■ **Input data**

+++++

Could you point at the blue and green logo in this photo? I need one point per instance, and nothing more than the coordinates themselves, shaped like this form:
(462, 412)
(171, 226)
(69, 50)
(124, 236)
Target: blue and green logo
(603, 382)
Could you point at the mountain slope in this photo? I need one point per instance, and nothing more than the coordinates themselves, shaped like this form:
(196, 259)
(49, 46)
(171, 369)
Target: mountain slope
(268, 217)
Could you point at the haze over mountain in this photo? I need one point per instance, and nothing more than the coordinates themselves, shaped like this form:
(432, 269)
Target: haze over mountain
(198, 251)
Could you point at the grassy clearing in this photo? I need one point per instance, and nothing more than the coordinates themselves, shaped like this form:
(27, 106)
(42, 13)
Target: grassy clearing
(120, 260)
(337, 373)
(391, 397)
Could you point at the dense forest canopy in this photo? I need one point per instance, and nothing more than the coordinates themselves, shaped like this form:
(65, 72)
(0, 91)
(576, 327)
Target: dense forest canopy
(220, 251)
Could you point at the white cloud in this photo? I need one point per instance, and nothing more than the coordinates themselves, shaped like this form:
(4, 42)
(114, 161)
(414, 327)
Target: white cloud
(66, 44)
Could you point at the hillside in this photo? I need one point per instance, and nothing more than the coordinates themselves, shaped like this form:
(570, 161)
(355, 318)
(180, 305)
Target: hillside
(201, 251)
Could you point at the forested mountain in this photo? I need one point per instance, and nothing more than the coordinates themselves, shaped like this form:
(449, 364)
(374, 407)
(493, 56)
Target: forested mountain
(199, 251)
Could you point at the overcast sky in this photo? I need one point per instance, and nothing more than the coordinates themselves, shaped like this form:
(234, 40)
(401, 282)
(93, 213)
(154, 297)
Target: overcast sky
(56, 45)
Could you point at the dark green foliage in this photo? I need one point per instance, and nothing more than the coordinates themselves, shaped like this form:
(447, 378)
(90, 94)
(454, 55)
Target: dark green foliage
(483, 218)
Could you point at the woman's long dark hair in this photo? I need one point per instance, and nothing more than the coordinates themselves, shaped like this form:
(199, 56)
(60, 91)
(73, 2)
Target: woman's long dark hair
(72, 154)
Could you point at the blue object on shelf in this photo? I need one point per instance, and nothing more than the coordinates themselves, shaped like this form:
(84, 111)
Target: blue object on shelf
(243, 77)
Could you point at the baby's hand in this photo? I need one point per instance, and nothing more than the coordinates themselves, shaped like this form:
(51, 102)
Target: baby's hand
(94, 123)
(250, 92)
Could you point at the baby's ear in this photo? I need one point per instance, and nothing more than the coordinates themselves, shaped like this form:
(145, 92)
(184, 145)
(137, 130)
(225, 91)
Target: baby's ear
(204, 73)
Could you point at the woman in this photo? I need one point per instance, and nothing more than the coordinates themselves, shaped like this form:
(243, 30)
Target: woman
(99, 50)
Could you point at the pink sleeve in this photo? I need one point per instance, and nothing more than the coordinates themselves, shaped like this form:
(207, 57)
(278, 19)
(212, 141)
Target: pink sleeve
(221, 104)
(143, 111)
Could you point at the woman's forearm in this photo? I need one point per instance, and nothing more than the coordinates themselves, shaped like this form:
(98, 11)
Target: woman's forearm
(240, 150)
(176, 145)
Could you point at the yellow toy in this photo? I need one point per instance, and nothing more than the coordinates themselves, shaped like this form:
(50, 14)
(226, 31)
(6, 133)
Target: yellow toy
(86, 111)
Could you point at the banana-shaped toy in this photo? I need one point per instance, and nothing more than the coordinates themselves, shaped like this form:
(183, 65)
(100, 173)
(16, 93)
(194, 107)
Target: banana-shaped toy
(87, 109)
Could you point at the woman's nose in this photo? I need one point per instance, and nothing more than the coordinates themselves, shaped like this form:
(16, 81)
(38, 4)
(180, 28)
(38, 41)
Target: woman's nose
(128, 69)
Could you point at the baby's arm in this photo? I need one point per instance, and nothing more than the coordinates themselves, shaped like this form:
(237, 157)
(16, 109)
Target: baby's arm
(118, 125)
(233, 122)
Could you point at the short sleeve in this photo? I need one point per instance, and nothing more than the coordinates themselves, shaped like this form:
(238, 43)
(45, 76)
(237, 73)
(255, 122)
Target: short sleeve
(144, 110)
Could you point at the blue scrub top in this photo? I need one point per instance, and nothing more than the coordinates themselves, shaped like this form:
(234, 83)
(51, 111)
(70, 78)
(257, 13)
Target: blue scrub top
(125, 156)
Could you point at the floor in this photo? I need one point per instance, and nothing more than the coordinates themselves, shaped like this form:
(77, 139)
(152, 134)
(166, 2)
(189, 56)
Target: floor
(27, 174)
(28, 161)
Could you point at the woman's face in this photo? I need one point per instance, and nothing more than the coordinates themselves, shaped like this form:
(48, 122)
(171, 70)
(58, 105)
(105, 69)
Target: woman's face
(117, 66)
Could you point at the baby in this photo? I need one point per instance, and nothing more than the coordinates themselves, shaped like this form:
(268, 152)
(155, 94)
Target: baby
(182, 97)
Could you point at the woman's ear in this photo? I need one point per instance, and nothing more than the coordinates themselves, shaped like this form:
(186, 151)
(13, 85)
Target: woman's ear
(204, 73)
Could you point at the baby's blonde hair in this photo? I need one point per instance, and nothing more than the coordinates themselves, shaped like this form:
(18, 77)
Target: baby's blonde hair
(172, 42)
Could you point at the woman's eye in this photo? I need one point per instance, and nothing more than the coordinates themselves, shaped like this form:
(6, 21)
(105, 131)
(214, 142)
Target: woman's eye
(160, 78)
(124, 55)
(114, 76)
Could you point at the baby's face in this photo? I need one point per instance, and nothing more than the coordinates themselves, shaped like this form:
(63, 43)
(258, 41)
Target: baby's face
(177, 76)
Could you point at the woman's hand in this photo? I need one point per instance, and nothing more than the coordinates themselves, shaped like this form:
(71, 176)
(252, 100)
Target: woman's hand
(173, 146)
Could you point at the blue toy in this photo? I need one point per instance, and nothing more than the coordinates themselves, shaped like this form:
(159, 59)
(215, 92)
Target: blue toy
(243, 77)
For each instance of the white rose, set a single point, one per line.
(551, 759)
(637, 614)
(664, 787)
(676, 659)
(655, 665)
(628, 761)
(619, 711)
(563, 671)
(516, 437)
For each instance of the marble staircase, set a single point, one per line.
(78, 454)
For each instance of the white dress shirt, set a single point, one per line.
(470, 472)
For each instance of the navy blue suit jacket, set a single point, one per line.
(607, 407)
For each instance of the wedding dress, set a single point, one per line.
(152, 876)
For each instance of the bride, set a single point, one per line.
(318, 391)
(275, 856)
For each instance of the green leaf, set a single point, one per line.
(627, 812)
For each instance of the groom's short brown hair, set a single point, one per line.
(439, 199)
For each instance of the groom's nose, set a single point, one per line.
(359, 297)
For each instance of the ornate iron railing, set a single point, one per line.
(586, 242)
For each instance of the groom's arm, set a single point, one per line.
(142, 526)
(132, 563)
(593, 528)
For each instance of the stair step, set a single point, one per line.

+++++

■ **To do**
Output the material verbatim, including every line.

■ **Output for this exercise**
Could you point at the blue and green logo in this photo? I need one point per instance, and nothing more than the coordinates themselves, shaped like this form:
(462, 412)
(171, 226)
(69, 50)
(124, 236)
Target: blue and green logo
(603, 382)
Could you point at the mountain slope in this photo? I need one point per instance, and nothing more than the coordinates themselves, shaped like this form:
(196, 259)
(49, 46)
(171, 369)
Target: mountain slope
(268, 217)
Could you point at the haze over mountain in this photo? I need one point per instance, and nothing more than the coordinates themselves, shaped like this form:
(432, 269)
Target: haze over mountain
(198, 251)
Could you point at the grassy clearing in this photo? I need one point per instance, and nothing more than the coordinates themselves, shaped like this form:
(27, 106)
(42, 13)
Target: grassy clearing
(120, 260)
(337, 373)
(391, 397)
Could you point at the dense forest canopy in this photo? I need one point per instance, and nothing more than the coordinates themselves, shaped like this form:
(65, 72)
(0, 91)
(576, 327)
Target: dense forest canopy
(220, 251)
Could you point at the white cloud in this photo? I need one point per instance, and nothing more than the coordinates themselves, shaped like this form:
(4, 42)
(114, 161)
(414, 327)
Target: white cloud
(66, 44)
Could you point at the hillside in this photo? I need one point per instance, and nothing more than the coordinates themselves, shaped like this form:
(570, 161)
(355, 318)
(180, 305)
Target: hillside
(201, 251)
Could you point at the forested mountain in this photo? I need one point per instance, and nothing more than the coordinates themselves, shaped like this form:
(449, 364)
(374, 407)
(493, 56)
Target: forested mountain
(199, 251)
Could you point at the overcast sky in this photo? I need one point per instance, and nothing more than the coordinates themselves, shaped like this form:
(234, 40)
(401, 282)
(93, 213)
(154, 297)
Target: overcast sky
(56, 45)
Could you point at the dark green foliage in this photo? I need one point per instance, and nothing more than the coordinates themselves, shaped like this form:
(447, 378)
(90, 94)
(454, 55)
Target: dark green foliage
(483, 218)
Could you point at the woman's long dark hair in this photo? I need one point per instance, and nothing more than the coordinates themselves, shaped like this form:
(199, 56)
(60, 91)
(73, 2)
Target: woman's long dark hair
(72, 154)
Could you point at the blue object on shelf in this photo? I need one point per instance, and nothing more than the coordinates themselves, shaped like this form:
(84, 111)
Target: blue object on shelf
(243, 77)
Could you point at the baby's hand in this photo? I need one point per instance, and nothing more than the coordinates themselves, shaped like this form:
(51, 102)
Target: baby's hand
(94, 123)
(250, 92)
Could you point at the baby's ear in this photo? I need one point per instance, and nothing more than the coordinates themselves, shaped like this form:
(145, 92)
(184, 145)
(137, 130)
(225, 91)
Target: baby's ear
(204, 73)
Could you point at the woman in this photo? I need one point per instance, and nothing more than the coordinates themselves, shaped like this form:
(243, 30)
Target: woman
(99, 50)
Could you point at the pink sleeve in this photo? I need one point per instance, and nothing more than the coordinates themselves, shaped like this form:
(207, 57)
(278, 19)
(212, 141)
Target: pink sleeve
(221, 104)
(143, 111)
Could you point at the woman's forearm in this photo? I need one point per instance, and nothing more than the coordinates themselves, shaped like this form:
(98, 11)
Target: woman's forearm
(240, 150)
(176, 145)
Could you point at the yellow toy in this photo? I need one point per instance, and nothing more than the coordinates themselves, shaped like this form:
(50, 14)
(226, 31)
(6, 133)
Target: yellow toy
(86, 111)
Could you point at the banana-shaped toy in this photo? I need one point per instance, and nothing more than the coordinates themselves, shaped like this form:
(183, 65)
(100, 173)
(16, 93)
(194, 107)
Target: banana-shaped toy
(87, 109)
Could you point at the woman's nose in this photo? I need one point per instance, and nothing more than the coordinates themselves, shaped like this form:
(16, 81)
(38, 4)
(180, 28)
(38, 41)
Target: woman's nose
(128, 69)
Could you point at the baby's arm in this photo? I need one point per instance, and nothing more than the coordinates themselves, shaped like this form:
(237, 157)
(16, 109)
Target: baby's arm
(118, 125)
(233, 122)
Could you point at the short sleeve in this photo? I need one point per instance, and nothing more than the coordinates themselves, shaped like this form:
(238, 43)
(45, 76)
(237, 73)
(255, 122)
Target: short sleeve
(144, 110)
Could you point at the blue scrub top in this photo? I need one point per instance, and nothing more than the coordinates themselves, shaped like this form:
(234, 83)
(51, 111)
(70, 78)
(257, 13)
Target: blue scrub top
(125, 156)
Could you point at the floor in this photo? I need one point per instance, and nothing more than the coordinates themselves, shaped like this form:
(77, 139)
(152, 134)
(166, 2)
(189, 56)
Target: floor
(27, 174)
(28, 161)
Could you point at the woman's face in this photo? I need one point per instance, and nothing more than the coordinates themselves, shaped like this form:
(48, 122)
(171, 70)
(58, 105)
(105, 69)
Target: woman's face
(117, 66)
Could you point at the baby in this photo? I need one point per instance, and nothing more than the coordinates themselves, shaped like this form:
(268, 152)
(155, 94)
Target: baby
(182, 97)
Could you point at the woman's ear in this photo? I need one point per instance, and nothing more than the coordinates themselves, shaped like this form:
(186, 151)
(13, 85)
Target: woman's ear
(204, 73)
Could you point at the baby's blonde hair in this photo? I need one point per instance, and nothing more than the coordinates themselves, shaped like this form:
(18, 77)
Target: baby's blonde hair
(172, 42)
Could you point at the woman's eye in this photo? I need one point per instance, and nothing more than the coordinates themselves, shaped like this form:
(6, 21)
(105, 131)
(214, 142)
Target: woman's eye
(160, 78)
(124, 55)
(114, 76)
Could you point at the baby's face in this photo? I need one point per instance, and nothing more than the coordinates themselves, shaped like this form:
(63, 43)
(258, 41)
Target: baby's face
(177, 76)
Could you point at the woman's hand in this photo? I need one point per instance, and nothing more than the coordinates themselves, shaped like this form:
(71, 176)
(252, 100)
Target: woman's hand
(173, 146)
Could you point at the blue toy in this photo? I need one point per instance, and nothing more than the coordinates themselves, shaped like this form:
(159, 59)
(215, 92)
Target: blue toy
(243, 77)
For each instance of the white rose, set a single point, one per line.
(551, 759)
(637, 614)
(664, 787)
(676, 659)
(655, 665)
(628, 761)
(619, 711)
(563, 671)
(516, 437)
For each instance of the marble staircase, set a single point, one per line.
(78, 454)
For each instance of the white dress shirt, set a single point, one per line.
(470, 472)
For each instance of the navy blue suit jacket, set a single point, one per line.
(607, 407)
For each instance of the wedding dress, set a single point, one per line.
(152, 876)
For each instance of the bride, set a single point, one per line.
(318, 391)
(275, 856)
For each instance of the green leaf, set a single point, one per line.
(627, 812)
For each instance of the groom's short brown hair, set a single point, one per line.
(439, 199)
For each instance of the groom's nose, set a single point, one per line.
(359, 297)
For each instance of the ornate iron railing, set a single point, one per line.
(586, 242)
For each instance of the groom's arm, set a single point, one per line.
(142, 526)
(132, 563)
(593, 528)
For each instance of the stair step, set a single point, one per line.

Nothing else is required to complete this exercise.